++++ Exercise input ++++

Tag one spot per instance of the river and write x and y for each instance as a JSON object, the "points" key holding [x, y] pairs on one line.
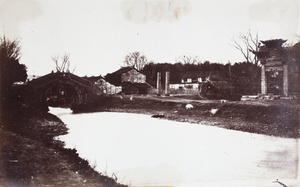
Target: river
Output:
{"points": [[145, 151]]}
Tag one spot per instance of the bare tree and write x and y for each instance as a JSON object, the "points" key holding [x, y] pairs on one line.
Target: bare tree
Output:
{"points": [[10, 49], [136, 60], [188, 59], [64, 65], [245, 44]]}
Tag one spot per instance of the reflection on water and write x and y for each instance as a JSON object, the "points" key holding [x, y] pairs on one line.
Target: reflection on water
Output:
{"points": [[143, 151]]}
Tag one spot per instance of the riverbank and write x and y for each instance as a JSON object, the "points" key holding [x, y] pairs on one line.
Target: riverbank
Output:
{"points": [[270, 117], [31, 157]]}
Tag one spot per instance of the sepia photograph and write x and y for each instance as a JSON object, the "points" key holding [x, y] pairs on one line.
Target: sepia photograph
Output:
{"points": [[150, 93]]}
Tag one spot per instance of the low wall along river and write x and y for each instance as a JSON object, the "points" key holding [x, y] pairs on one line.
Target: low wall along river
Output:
{"points": [[144, 151]]}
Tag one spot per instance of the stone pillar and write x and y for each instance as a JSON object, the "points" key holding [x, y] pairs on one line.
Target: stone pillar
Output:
{"points": [[167, 84], [263, 80], [285, 80], [158, 86]]}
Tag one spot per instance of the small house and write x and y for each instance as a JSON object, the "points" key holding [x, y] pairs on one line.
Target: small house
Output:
{"points": [[130, 79]]}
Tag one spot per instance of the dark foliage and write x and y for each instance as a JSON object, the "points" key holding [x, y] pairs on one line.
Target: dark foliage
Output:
{"points": [[10, 71]]}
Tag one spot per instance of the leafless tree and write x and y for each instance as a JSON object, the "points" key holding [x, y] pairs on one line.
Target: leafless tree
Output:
{"points": [[245, 44], [188, 59], [64, 65], [136, 60], [10, 49]]}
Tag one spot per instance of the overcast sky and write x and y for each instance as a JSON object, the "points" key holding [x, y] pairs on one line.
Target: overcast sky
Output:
{"points": [[98, 34]]}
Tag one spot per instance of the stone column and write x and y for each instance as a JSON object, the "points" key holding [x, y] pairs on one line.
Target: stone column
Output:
{"points": [[167, 84], [285, 80], [158, 86], [263, 80]]}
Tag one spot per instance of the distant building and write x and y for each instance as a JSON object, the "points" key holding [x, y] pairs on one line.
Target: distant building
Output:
{"points": [[274, 72], [192, 81], [130, 79], [102, 87]]}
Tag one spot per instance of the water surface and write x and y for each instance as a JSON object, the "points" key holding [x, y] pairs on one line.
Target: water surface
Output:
{"points": [[144, 151]]}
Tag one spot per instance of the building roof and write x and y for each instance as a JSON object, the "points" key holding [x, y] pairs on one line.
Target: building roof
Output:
{"points": [[273, 43]]}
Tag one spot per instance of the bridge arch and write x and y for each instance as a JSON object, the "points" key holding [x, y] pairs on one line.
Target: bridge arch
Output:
{"points": [[61, 89]]}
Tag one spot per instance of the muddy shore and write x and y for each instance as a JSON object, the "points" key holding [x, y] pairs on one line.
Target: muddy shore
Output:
{"points": [[31, 157], [270, 117]]}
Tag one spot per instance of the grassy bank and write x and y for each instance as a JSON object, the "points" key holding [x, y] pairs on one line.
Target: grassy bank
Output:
{"points": [[31, 157], [270, 117]]}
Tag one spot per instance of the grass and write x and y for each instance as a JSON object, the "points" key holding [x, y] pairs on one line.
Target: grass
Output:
{"points": [[31, 157]]}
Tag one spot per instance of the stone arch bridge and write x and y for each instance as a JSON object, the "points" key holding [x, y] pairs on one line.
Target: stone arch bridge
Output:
{"points": [[61, 89]]}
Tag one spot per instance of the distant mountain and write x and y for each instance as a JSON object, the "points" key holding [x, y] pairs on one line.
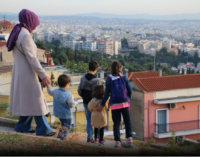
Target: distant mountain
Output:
{"points": [[192, 16], [195, 16]]}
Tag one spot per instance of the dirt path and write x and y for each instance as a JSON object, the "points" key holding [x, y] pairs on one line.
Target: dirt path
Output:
{"points": [[78, 138]]}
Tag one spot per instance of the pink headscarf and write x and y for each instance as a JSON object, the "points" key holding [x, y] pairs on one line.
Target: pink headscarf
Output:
{"points": [[28, 20]]}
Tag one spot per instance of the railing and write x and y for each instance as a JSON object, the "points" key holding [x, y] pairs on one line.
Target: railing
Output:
{"points": [[178, 126]]}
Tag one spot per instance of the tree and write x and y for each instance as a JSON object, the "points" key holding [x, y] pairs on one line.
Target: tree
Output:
{"points": [[122, 61], [52, 79], [56, 61], [71, 65], [86, 59], [196, 55], [75, 56], [62, 58], [179, 51], [81, 67], [103, 64], [120, 56], [183, 53], [40, 44], [91, 57], [67, 52]]}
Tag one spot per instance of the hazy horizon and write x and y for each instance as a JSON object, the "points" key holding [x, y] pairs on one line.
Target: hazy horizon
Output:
{"points": [[125, 7]]}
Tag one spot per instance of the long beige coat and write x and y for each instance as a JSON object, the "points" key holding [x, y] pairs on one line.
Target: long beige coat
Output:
{"points": [[98, 119], [26, 96]]}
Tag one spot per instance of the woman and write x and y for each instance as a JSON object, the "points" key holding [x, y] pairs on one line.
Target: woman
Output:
{"points": [[26, 96], [118, 86]]}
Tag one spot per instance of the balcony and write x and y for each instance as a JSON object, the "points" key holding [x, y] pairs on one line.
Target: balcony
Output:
{"points": [[180, 128]]}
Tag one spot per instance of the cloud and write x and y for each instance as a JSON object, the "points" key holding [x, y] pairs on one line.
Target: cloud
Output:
{"points": [[70, 7]]}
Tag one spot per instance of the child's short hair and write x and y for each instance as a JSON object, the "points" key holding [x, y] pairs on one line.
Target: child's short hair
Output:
{"points": [[93, 65], [115, 68], [63, 80], [98, 91]]}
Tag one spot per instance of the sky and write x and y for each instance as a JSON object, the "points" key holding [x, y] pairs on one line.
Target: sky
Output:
{"points": [[123, 7]]}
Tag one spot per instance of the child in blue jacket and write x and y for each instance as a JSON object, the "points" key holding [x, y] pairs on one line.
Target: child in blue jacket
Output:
{"points": [[63, 102]]}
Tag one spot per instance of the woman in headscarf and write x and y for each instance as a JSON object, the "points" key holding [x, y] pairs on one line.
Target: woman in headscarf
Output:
{"points": [[26, 96]]}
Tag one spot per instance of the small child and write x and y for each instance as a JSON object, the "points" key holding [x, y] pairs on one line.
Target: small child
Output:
{"points": [[98, 119], [63, 101]]}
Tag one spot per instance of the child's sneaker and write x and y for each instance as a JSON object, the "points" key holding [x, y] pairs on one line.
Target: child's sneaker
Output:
{"points": [[96, 141], [129, 141], [101, 143], [117, 144], [90, 140]]}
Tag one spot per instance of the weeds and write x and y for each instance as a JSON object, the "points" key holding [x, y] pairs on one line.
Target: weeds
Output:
{"points": [[3, 106]]}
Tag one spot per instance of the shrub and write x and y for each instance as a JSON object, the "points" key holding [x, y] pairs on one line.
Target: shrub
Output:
{"points": [[3, 106]]}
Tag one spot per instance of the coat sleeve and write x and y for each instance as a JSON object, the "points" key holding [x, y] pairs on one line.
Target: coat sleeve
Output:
{"points": [[80, 88], [90, 108], [71, 102], [50, 90], [106, 105], [29, 51]]}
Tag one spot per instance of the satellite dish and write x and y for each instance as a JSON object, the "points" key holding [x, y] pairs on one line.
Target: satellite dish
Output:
{"points": [[4, 37]]}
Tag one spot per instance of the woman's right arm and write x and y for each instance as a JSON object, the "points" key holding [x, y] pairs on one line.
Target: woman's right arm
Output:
{"points": [[28, 48], [107, 92]]}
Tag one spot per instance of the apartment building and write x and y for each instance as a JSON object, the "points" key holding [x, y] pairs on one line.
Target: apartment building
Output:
{"points": [[132, 43], [166, 44], [142, 46]]}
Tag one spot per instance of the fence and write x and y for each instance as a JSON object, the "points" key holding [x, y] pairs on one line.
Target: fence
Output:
{"points": [[178, 126]]}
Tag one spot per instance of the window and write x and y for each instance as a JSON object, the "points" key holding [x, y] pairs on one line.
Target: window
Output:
{"points": [[162, 120], [199, 116]]}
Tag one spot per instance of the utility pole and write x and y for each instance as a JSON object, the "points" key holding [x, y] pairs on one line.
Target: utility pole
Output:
{"points": [[155, 62]]}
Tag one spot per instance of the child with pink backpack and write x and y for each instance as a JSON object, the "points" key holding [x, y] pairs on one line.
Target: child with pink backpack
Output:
{"points": [[120, 89]]}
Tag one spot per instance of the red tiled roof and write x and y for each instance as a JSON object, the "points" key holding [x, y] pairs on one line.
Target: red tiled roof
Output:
{"points": [[168, 82], [143, 74]]}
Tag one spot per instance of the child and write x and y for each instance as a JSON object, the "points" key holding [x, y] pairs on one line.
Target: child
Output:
{"points": [[98, 119], [85, 90], [62, 103], [120, 89]]}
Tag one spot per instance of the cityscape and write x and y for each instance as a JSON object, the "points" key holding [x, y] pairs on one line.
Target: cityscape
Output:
{"points": [[158, 49]]}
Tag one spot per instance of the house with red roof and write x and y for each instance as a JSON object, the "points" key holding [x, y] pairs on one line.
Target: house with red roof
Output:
{"points": [[162, 103]]}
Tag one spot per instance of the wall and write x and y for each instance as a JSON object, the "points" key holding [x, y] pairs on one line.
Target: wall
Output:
{"points": [[137, 114], [190, 113], [177, 93]]}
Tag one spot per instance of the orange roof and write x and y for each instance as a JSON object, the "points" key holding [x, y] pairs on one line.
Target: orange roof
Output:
{"points": [[143, 74], [151, 84], [5, 23]]}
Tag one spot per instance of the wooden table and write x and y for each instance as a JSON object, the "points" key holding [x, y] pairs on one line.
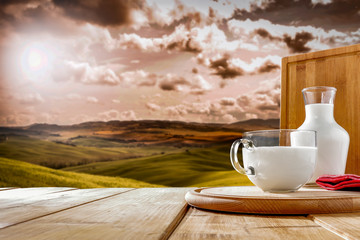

++++

The request: Pick out every line of the items above that contains the word "with".

The reply:
Tag one spot per instance of the child with pink backpack and write x and y for each instance as a JSON object, the "points" key holding [x, y] pairs on one line.
Target: child with pink backpack
Tag one spot per instance of the house with red roof and write x and y for each instance as a JSON object, the "points" key holding [x, y] pairs on one line.
Target: house with red roof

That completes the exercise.